#### Passage shown:
The book remains the best-selling environmental book ever published, but its reception in the political and economic mainstream was mixed. In the early years, both US President Carter and Prime Minister Trudeau of Canada took it seriously and launched parallel studies (Barney et al., 1981; Barney, 1982; Voyer and Murphy, 1984). From the beginning, however, most economists ridiculed the idea that human economic systems have physical limits (Beckerman, 1972; Economist, 1972; Nordhaus, 1973; Solow, 1973), an attitude which came to prevail. One characterised the World3 computer program as “Garbage in, garbage out”. Robert Gillette (1972), who reported for Science at the launch of the book, noted that the “assumption of inevitable economic growth” constitutes “the very foundation” of the economics profession—which may help to explain the intensity of the assault from economists.

#### Raw data:

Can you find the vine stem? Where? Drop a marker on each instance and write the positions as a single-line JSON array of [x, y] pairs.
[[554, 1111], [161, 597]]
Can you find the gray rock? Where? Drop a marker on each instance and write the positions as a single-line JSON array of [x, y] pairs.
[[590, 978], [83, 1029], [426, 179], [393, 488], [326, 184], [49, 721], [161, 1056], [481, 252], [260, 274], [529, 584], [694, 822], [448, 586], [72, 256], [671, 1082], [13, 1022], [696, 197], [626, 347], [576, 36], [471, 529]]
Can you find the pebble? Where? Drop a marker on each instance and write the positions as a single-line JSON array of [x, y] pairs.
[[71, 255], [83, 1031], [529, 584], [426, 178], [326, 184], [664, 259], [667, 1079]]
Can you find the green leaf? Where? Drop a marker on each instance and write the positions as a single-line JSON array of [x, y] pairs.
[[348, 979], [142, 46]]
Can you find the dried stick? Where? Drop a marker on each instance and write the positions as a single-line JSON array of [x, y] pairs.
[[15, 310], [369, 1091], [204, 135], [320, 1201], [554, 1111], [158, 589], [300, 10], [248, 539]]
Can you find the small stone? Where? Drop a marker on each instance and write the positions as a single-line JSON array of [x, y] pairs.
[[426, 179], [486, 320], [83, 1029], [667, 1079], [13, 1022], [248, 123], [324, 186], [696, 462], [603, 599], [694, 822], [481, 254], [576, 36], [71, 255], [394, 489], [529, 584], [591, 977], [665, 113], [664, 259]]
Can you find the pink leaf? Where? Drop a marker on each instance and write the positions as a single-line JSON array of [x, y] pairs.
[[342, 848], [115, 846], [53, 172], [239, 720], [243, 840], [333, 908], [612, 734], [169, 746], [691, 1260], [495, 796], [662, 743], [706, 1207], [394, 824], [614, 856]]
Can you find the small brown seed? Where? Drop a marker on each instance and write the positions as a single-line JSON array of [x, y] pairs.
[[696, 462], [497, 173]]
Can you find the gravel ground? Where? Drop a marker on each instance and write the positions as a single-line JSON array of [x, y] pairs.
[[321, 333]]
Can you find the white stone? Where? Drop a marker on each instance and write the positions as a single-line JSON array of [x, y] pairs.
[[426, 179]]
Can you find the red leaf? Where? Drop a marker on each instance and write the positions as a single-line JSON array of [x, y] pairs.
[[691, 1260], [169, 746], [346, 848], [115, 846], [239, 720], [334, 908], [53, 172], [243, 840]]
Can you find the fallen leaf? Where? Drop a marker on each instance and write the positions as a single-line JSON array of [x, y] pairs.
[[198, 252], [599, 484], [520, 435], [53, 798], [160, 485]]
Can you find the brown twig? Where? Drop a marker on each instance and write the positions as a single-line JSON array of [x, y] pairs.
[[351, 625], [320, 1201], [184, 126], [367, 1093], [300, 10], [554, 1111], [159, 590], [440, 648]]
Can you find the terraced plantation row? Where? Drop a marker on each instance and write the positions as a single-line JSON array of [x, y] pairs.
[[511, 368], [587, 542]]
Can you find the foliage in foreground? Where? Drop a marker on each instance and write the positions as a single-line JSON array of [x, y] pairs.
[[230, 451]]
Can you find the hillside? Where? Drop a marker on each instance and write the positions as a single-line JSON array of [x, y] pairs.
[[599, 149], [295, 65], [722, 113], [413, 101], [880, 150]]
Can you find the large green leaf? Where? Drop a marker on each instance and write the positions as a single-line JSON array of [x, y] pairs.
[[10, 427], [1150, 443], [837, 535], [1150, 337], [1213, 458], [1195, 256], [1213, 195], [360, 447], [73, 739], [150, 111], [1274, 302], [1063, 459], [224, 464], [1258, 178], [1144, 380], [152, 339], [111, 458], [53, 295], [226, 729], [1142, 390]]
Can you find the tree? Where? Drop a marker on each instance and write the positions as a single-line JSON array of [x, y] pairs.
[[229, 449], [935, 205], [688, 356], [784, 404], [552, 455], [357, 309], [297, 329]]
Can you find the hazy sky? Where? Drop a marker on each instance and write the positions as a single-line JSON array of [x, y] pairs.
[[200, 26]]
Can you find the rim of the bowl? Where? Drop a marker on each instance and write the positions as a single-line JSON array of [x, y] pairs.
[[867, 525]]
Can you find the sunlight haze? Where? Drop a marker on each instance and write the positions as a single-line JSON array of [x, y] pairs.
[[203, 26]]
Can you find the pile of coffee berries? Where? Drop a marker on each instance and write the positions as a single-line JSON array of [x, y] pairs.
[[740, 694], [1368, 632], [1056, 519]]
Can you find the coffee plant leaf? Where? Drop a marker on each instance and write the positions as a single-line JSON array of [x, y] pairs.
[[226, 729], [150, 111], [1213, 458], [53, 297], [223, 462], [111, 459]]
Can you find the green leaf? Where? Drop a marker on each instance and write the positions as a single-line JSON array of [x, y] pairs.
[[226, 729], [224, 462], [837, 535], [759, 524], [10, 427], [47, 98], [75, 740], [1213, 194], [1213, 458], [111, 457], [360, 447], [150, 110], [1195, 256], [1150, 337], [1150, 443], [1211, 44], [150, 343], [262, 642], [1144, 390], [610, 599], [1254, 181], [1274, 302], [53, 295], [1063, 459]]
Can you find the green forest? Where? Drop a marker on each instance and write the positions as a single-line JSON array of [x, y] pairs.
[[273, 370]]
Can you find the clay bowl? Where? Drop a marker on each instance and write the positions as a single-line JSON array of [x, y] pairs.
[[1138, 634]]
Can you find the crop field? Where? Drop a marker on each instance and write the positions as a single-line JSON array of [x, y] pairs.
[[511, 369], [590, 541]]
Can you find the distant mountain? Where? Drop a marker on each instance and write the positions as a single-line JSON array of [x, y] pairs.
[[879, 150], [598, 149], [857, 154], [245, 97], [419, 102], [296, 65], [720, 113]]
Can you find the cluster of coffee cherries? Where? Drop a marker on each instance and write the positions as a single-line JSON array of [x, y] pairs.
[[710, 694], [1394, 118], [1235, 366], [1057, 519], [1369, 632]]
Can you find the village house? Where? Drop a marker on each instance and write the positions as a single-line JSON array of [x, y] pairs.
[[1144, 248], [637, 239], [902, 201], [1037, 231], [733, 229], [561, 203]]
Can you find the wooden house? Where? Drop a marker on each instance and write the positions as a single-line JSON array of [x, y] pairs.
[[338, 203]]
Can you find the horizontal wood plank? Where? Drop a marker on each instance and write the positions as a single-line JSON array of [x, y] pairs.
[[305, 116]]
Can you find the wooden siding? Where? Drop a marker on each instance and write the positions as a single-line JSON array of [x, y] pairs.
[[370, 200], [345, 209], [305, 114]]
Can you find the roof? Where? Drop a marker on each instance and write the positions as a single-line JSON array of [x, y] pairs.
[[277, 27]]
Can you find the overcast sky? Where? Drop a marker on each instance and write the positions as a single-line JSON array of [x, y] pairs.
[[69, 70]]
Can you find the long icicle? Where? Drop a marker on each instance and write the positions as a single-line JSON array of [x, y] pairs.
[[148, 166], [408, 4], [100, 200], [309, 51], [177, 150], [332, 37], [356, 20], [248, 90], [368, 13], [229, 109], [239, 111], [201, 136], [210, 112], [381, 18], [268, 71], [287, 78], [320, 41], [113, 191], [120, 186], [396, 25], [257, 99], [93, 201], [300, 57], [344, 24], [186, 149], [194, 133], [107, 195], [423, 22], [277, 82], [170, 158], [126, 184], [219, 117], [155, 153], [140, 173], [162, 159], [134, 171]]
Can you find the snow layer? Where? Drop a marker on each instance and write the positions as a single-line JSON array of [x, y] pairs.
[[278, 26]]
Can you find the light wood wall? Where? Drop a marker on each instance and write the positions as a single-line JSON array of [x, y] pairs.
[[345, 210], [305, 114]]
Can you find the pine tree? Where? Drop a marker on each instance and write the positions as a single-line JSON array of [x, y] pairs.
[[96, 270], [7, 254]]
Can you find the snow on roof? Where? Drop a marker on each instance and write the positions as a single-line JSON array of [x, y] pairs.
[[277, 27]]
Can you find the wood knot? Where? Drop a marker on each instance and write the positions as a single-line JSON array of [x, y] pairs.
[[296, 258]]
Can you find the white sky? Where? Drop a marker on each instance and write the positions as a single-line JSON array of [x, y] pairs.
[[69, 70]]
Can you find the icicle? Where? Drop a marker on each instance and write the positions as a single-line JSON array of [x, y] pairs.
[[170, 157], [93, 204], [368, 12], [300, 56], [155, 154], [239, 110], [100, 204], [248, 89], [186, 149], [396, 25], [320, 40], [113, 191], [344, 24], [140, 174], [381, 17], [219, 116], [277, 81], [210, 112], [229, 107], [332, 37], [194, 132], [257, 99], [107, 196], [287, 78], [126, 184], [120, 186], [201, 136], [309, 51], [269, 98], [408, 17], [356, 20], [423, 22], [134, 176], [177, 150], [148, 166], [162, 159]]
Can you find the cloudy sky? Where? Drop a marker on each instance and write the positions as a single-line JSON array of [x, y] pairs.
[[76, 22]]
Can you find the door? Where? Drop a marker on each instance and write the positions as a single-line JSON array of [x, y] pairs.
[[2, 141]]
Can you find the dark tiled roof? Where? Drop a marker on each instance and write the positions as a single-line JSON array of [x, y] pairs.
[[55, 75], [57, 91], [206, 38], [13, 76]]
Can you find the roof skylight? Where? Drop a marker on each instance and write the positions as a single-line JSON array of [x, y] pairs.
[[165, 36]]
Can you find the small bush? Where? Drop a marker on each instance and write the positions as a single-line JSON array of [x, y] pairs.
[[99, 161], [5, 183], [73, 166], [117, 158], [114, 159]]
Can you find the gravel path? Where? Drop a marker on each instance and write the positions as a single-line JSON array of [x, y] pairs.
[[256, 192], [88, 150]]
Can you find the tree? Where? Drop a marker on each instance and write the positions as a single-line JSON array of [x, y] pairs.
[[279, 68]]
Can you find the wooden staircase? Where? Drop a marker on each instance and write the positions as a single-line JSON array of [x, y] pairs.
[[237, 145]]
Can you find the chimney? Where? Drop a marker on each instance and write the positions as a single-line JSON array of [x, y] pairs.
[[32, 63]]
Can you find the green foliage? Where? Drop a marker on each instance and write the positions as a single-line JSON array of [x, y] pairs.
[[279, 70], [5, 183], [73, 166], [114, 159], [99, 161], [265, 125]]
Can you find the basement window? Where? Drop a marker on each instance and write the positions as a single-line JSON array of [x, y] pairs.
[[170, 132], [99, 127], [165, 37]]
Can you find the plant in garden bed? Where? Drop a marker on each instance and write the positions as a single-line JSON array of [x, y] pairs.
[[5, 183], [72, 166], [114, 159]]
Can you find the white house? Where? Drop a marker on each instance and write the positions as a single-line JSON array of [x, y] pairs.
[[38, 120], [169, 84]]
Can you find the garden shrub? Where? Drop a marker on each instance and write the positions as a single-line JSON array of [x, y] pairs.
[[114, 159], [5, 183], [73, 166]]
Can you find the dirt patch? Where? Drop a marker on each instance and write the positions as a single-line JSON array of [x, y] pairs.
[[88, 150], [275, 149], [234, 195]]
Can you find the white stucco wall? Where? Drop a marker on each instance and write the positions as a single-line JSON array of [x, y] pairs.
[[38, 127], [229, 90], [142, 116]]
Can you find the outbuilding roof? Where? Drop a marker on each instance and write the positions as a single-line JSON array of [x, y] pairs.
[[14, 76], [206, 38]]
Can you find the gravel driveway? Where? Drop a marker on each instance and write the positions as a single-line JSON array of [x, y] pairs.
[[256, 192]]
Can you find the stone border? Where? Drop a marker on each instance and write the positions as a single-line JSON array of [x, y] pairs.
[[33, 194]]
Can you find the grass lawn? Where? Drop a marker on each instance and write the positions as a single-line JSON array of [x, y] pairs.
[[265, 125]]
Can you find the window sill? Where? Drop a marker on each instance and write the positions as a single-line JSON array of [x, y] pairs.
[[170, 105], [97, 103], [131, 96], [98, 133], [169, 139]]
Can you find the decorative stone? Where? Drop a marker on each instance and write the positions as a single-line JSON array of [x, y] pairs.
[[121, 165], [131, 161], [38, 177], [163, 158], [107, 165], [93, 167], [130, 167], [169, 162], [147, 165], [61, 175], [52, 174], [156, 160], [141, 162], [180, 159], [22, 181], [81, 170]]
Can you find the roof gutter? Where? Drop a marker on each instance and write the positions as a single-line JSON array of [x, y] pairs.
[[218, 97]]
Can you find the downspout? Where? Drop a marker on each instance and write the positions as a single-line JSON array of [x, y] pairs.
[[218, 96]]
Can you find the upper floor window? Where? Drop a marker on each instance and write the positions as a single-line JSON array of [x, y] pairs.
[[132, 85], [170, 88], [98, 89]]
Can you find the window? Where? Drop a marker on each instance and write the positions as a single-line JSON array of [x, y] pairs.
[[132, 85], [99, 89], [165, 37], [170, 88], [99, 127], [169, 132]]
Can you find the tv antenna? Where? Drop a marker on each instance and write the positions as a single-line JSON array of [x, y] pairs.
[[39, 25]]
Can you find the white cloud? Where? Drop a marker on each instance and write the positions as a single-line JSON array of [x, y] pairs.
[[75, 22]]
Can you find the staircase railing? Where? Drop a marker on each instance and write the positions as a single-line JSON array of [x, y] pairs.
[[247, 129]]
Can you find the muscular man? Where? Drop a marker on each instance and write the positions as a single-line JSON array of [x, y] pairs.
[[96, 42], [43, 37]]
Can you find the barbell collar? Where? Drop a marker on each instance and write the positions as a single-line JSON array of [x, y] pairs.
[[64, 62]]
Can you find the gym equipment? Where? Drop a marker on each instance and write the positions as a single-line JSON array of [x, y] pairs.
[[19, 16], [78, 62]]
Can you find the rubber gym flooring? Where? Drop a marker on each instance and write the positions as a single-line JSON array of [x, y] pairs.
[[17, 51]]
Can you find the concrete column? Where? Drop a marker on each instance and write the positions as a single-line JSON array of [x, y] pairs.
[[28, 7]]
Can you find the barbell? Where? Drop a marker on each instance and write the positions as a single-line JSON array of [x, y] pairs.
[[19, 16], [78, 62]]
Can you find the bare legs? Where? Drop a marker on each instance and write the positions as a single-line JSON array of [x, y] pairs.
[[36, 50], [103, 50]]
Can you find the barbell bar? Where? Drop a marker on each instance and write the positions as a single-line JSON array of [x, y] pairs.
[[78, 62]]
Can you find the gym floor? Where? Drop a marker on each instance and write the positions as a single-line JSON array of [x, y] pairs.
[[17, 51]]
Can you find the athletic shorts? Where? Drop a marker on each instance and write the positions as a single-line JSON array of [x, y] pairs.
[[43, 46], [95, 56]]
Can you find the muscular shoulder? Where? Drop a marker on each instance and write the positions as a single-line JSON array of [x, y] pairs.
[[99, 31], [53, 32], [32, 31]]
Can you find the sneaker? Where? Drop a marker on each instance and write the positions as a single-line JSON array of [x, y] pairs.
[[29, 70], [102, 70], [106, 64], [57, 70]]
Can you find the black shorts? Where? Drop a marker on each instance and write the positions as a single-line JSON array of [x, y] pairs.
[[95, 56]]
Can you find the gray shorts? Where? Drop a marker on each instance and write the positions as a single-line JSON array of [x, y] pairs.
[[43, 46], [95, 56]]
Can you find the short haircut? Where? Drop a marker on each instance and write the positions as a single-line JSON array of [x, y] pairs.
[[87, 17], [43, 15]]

#### Problems:
a) In the passage on the book's reception, which two national leaders took the book seriously in its early years?
b) Carry the passage on the book's reception forward from its final sentence.

#### Answers for this exercise:
a) US President Carter and Prime Minister Trudeau of Canada.

b)
In recent years, several researchers (Hall and Day, 2009; Turner, 2014) have compared the Meadows projections with what has actually happened. The correlation between the standard run (business as usual) and real world trends over the intervening years is extremely close. Hall and Day (2009) could not find “any model made by economists that is accurate over such a long time span”. Given that the projections up to 2010 have proven accurate, it would seem wise to question the pursuit of business as usual.


 

Unprecedented Growth since 1950                   

Growth, of both economies and populations, was indeed “torrential” in the years after the end of World War II, especially the first three decades. The world’s population increased from just over 2.5 billion in 1950 to almost 4 billion in 1975.[1] In the same period, world GDP more than doubled. Thus, by 1975, the base of both the economic system and human numbers was already immense and doubling times were short. By the 1990s, annual increase in world GDP has been estimated to approximate the entire global output of 1900, about one trillion in 1990 US dollars (DeLong, 1998).[2]Although economists like to argue that humans have been exploiting their resources and pursuing economic growth since the Stone Age (Solow, 1974; Beckerman, 1972), there has never been anything like the twentieth century.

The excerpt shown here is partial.